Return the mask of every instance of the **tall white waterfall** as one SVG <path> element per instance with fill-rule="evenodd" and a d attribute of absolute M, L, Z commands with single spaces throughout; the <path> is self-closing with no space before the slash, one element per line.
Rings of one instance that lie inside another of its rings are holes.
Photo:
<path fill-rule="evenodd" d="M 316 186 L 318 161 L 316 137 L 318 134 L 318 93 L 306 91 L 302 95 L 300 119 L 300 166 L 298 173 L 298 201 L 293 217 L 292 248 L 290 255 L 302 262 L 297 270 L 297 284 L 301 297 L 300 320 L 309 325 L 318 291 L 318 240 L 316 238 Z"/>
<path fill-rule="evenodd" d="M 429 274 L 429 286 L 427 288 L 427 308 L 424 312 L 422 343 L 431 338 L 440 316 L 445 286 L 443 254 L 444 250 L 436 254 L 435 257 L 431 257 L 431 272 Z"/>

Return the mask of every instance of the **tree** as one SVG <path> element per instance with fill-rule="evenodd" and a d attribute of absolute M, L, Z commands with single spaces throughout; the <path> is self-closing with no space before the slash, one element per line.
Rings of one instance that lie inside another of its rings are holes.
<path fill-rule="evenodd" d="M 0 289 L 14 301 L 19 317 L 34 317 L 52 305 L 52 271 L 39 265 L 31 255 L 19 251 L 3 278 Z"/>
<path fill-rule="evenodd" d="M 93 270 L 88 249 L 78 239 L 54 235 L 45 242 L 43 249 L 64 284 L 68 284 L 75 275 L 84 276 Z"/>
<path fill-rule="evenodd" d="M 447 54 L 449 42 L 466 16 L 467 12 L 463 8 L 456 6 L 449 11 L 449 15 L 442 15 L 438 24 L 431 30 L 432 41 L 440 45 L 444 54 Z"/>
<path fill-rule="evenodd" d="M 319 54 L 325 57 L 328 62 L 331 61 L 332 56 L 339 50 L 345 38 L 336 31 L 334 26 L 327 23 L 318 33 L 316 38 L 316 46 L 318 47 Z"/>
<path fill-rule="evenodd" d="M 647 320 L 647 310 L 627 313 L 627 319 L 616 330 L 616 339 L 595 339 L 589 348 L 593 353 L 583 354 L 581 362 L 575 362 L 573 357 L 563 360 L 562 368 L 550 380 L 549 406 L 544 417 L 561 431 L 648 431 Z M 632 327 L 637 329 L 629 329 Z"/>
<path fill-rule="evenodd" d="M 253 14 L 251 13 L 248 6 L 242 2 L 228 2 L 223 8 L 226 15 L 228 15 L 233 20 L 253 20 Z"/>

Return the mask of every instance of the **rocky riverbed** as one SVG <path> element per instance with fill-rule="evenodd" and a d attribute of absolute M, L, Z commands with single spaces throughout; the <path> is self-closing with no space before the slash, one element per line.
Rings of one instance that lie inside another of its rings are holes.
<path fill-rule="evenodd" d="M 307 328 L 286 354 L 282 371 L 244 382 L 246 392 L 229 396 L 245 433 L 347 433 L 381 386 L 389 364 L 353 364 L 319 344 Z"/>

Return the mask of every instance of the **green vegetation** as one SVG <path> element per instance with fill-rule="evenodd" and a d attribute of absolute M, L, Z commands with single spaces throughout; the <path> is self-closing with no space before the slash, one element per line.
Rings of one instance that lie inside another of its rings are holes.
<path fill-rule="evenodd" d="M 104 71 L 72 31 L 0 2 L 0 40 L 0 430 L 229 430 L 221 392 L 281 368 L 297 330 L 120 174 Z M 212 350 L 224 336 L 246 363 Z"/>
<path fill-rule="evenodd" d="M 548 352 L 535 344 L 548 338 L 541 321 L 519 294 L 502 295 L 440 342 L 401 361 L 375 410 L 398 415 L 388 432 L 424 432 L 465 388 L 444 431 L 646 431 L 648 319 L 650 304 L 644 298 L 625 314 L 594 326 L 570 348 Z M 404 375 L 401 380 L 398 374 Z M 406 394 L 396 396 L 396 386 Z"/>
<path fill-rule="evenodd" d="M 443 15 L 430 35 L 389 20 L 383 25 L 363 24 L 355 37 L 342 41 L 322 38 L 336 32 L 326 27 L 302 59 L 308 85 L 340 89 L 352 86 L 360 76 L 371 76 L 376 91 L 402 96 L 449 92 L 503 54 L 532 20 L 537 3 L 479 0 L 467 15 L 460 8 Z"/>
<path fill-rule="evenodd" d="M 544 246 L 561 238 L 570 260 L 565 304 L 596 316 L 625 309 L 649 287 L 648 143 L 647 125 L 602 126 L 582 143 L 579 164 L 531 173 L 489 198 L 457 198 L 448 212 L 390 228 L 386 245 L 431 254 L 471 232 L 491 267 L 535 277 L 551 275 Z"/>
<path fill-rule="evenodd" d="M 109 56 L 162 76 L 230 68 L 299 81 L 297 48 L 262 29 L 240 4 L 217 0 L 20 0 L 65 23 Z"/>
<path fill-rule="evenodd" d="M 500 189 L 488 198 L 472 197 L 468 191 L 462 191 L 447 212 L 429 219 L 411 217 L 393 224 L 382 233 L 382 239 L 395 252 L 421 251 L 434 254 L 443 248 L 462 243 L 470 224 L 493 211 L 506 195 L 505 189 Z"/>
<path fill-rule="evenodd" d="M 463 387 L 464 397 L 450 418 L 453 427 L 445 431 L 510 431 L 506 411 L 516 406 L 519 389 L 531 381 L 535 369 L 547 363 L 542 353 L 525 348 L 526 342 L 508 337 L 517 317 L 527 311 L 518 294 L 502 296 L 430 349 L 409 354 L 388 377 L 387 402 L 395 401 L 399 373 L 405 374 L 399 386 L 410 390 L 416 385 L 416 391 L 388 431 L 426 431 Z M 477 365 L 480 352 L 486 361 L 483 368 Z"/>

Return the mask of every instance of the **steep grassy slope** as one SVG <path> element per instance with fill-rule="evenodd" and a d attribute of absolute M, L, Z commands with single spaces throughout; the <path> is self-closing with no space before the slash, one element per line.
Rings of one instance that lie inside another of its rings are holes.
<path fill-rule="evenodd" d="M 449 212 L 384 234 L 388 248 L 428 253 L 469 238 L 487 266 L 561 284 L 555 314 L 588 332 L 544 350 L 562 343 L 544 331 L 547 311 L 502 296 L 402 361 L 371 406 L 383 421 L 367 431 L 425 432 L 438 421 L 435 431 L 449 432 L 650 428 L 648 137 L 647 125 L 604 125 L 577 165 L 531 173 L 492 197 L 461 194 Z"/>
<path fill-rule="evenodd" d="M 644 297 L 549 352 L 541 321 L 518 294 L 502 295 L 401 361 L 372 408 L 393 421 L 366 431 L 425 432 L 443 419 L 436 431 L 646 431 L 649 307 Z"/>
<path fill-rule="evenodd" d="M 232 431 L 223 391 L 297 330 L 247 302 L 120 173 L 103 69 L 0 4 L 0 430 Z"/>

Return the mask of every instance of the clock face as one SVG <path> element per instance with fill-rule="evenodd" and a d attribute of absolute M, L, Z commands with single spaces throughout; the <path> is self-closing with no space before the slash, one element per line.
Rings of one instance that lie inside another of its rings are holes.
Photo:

Problem details — The answer should hold only the lines from the start of the records above through the line containing "Return the mask of every instance of the **tree**", each set down exactly.

Response area —
Return the mask of every instance of the **tall white waterfall** as one SVG <path> element per instance with fill-rule="evenodd" and a d attribute of absolute M, L, Z commands with single spaces throughout; the <path> is self-closing with no space before the slash, one element per line.
Rings of one instance that lie inside another of its rings are holes.
Photo:
<path fill-rule="evenodd" d="M 316 186 L 318 161 L 316 137 L 318 134 L 318 93 L 306 91 L 302 95 L 300 119 L 300 166 L 298 173 L 298 201 L 293 217 L 292 248 L 290 255 L 302 262 L 297 270 L 297 284 L 301 297 L 300 320 L 309 325 L 318 291 L 318 240 L 316 238 Z"/>
<path fill-rule="evenodd" d="M 429 274 L 429 286 L 427 288 L 427 308 L 424 312 L 422 343 L 431 338 L 440 316 L 445 286 L 443 254 L 444 250 L 436 254 L 435 257 L 431 257 L 431 272 Z"/>

Return the mask of every instance of the **tree** as one SVG <path> element per instance with fill-rule="evenodd" and a d attribute of absolute M, L, Z commands with single spaces throughout; the <path> is self-closing with no space before the slash, one element per line.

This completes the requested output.